Page extract:

The price of passage
After the war, how open will the Strait of Hormuz be?
Access may come at a price
FOR THE hundreds of ships and thousands of mariners stranded in the Gulf by the war in Iran, the ceasefire has yet to happen.
Most are waiting for the fog of uncertainty to lift from the Strait of Hormuz, the sole waterway between the Gulf and the Arabian Sea, which Iran has closed to all but a few ships.
The clerical regime is using its new-found control of the strait to charge a toll, in effect changing its status from an international waterway with the right of free navigation to something resembling an internal passage or a canal.
There has been little change in the number of ships braving the strait since the ceasefire was announced on April 7th (Washington time).
In fact, fewer passed through it the next day. According to Clarksons, a shipbroker, in the week leading up to the ceasefire about 11 ships made the journey each day—typically vessels operated by Iran or countries deemed friendly—down from around 125 per day before the war.
It counted 13 transits on April 7th (the day before the ceasefire), eight on April 8th, 14 the following day and seven plus an unconfirmed four on April 10th.

What you should do:
Transcribe the Hormuz article word for word, starting at "In fact, fewer" and ending at "on April 10th.". Work from the Hormuz article alone.

Supplied information:
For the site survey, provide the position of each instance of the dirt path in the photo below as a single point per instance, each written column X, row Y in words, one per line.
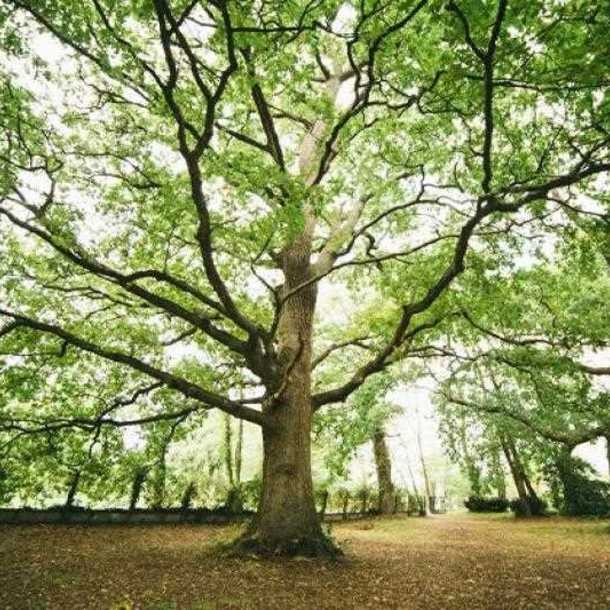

Exercise solution:
In fact, fewer passed through it the next day. According to Clarksons, a shipbroker, in the week leading up to the ceasefire about 11 ships made the journey each day—typically vessels operated by Iran or countries deemed friendly—down from around 125 per day before the war.
It counted 13 transits on April 7th (the day before the ceasefire), eight on April 8th, 14 the following day and seven plus an unconfirmed four on April 10th.